Thus I was once more on well known ground, in beloved Philadelphia. During the few days which I could pass here, old acquaintances were renewed with pleasure, and new ones formed with new interest. At the same time I saw several things which had escaped me at my former visit. Mr. Huygens, who had hitherto been my companion, now left me, and returned to his friends at Washington.

I rode to the Deaf and Dumb Asylum, with my old friend Mr. Roberts Vaux, the philanthropic Quaker, and with Mr. Niederstetter, chargé d’affaires of the king of Prussia. I had before omitted to visit this establishment, as the pupils were just leaving their old temporary dwelling in the city, to move in their newly-built house. This house is large and massive. It consists of a principal building, which is reached by means of a portal, decorated with four doric columns; and of two wings behind it, one of which is inhabited by the boys, and the other by the girls. There were at that time eighty pupils in the institution, fifty maintained by the state of Pennsylvania, thirteen by their families, five by the state of New Jersey, and twelve by the institution itself. It has now subsisted for six years; at the beginning it was founded by voluntary contributions and subscriptions; the legislature of Pennsylvania afterwards gave eight thousand dollars, and the state annually pays one hundred and fifty dollars for every pupil which it has placed here. The direction of the institution consists of a president, four vice presidents, among which was Mr. Vaux, a treasurer, a secretary, and at this time, twenty-three directors. A principal teacher, Mr. L. Weld, four tutors, a matron, and two physicians preside over the house.
════════════════
• _Requirements_:
**a.** Copy from the Philadelphia passage, starting at "Thus I was once" and ending at "friends at Washington.".
**b.** According to the Philadelphia passage, how many of the asylum's pupils were maintained by the state of New Jersey?
════════════════
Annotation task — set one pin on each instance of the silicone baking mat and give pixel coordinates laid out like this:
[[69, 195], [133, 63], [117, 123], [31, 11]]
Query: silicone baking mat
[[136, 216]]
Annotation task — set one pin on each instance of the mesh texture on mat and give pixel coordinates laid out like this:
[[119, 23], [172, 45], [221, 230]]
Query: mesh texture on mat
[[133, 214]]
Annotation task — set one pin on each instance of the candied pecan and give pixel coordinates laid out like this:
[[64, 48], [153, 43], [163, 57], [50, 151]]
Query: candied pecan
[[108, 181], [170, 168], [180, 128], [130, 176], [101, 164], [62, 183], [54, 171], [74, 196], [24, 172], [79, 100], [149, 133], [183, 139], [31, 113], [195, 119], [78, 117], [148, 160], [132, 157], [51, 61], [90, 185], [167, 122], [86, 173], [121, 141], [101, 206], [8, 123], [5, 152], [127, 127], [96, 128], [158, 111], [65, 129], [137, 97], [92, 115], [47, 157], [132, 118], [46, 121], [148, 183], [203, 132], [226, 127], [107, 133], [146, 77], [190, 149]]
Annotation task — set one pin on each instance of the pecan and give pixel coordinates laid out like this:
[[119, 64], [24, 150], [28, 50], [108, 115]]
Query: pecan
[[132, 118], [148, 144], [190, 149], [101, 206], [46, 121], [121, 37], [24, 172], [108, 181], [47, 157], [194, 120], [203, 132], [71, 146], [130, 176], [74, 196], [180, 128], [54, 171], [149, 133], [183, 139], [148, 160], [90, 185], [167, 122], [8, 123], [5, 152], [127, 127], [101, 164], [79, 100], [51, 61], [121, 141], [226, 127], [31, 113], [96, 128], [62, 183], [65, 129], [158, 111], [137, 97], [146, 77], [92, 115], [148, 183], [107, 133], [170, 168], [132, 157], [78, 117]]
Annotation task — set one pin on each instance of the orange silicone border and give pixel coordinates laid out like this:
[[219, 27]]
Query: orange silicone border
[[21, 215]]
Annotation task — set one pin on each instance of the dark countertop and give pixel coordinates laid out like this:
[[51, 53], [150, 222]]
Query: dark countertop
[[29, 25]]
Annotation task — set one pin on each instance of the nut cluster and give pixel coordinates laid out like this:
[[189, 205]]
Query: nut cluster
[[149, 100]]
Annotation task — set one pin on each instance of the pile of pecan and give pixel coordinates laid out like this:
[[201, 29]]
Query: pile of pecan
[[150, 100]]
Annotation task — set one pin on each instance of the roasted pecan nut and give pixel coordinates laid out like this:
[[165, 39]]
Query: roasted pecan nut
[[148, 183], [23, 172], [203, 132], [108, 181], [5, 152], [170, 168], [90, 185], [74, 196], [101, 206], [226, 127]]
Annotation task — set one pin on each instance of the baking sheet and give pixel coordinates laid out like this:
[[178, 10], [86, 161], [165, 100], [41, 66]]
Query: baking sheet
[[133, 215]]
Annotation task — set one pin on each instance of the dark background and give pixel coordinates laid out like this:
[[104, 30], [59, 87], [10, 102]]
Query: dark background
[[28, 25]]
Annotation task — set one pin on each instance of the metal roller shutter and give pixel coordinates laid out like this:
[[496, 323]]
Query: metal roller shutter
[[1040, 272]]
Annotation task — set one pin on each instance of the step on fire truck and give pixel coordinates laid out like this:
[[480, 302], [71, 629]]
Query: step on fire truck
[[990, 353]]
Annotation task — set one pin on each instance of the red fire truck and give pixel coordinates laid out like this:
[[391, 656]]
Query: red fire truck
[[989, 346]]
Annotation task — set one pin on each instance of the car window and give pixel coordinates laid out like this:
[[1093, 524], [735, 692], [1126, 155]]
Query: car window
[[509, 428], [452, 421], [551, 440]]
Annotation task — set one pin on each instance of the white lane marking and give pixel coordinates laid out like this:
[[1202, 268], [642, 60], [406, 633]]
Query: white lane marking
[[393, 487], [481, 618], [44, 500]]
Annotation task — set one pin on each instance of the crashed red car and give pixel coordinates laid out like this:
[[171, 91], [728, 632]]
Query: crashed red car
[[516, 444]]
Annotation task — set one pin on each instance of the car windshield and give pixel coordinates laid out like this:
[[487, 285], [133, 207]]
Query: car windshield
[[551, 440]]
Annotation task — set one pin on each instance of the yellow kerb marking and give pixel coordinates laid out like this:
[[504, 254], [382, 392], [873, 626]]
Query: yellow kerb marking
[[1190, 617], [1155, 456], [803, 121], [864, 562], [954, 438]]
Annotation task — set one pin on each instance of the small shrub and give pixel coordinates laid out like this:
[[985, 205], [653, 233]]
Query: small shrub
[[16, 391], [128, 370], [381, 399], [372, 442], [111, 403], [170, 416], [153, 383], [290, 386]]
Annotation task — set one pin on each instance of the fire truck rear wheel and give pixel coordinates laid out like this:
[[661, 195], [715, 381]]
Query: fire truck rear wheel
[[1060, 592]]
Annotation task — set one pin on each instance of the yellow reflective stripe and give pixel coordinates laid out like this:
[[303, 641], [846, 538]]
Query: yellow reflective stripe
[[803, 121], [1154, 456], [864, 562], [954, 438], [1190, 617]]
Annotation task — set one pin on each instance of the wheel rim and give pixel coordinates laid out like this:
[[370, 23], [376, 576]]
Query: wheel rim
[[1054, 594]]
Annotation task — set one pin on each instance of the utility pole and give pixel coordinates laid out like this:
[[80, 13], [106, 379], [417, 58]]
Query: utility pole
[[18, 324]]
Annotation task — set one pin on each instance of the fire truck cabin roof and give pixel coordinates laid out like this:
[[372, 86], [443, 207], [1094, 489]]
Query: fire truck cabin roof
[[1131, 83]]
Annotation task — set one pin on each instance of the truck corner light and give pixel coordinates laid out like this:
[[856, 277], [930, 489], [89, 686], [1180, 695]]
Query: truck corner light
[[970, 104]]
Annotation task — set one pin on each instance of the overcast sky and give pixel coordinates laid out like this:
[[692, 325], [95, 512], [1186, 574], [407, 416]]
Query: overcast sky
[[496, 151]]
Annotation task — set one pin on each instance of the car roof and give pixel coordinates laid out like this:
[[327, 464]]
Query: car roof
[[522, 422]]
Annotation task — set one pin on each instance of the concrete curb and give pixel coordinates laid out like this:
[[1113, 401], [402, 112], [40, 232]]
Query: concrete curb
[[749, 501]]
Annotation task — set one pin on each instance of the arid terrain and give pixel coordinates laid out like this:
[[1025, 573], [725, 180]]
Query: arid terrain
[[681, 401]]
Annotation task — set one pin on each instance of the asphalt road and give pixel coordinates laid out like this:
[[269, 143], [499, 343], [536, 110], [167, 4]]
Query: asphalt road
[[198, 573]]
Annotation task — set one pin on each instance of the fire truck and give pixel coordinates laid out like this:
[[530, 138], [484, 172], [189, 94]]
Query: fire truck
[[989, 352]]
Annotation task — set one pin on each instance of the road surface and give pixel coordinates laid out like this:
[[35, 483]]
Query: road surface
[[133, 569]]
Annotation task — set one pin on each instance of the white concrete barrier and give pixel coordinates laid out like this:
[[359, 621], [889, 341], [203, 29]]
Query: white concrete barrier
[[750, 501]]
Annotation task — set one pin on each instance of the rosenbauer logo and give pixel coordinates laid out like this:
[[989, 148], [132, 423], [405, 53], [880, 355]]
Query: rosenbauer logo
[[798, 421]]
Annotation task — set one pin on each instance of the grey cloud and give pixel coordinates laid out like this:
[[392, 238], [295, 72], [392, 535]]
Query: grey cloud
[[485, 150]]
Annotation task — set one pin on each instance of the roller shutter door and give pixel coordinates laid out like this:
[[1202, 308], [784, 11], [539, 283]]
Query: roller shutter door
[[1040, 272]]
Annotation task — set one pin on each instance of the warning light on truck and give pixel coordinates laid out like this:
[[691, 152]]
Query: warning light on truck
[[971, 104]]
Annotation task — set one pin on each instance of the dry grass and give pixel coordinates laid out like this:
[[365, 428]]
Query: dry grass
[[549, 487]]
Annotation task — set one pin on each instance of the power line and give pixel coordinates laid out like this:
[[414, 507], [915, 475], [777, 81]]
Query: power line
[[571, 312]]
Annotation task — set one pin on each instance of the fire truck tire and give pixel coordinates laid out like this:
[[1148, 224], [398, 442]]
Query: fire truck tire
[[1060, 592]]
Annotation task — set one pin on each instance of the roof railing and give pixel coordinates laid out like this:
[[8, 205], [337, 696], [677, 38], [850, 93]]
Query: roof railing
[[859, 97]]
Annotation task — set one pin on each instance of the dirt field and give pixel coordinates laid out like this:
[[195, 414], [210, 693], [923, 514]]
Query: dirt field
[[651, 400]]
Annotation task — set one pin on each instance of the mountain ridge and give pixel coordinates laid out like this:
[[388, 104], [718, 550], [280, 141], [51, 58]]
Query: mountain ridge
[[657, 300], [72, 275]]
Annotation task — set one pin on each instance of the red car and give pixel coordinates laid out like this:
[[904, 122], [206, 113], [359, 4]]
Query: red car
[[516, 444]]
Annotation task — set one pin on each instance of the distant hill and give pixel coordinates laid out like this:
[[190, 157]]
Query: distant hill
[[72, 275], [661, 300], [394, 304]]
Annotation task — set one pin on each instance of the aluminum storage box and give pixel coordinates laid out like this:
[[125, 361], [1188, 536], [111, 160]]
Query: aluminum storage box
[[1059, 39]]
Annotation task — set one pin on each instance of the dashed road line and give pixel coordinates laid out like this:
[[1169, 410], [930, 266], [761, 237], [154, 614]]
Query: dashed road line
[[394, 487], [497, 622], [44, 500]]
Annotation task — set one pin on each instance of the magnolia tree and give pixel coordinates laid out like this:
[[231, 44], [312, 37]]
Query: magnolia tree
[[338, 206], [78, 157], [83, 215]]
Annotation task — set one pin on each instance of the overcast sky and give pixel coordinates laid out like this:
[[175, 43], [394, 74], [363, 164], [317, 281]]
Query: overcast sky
════════════════
• _Solved tasks_:
**a.**
Thus I was once more on well known ground, in beloved Philadelphia. During the few days which I could pass here, old acquaintances were renewed with pleasure, and new ones formed with new interest. At the same time I saw several things which had escaped me at my former visit. Mr. Huygens, who had hitherto been my companion, now left me, and returned to his friends at Washington.

**b.** Five.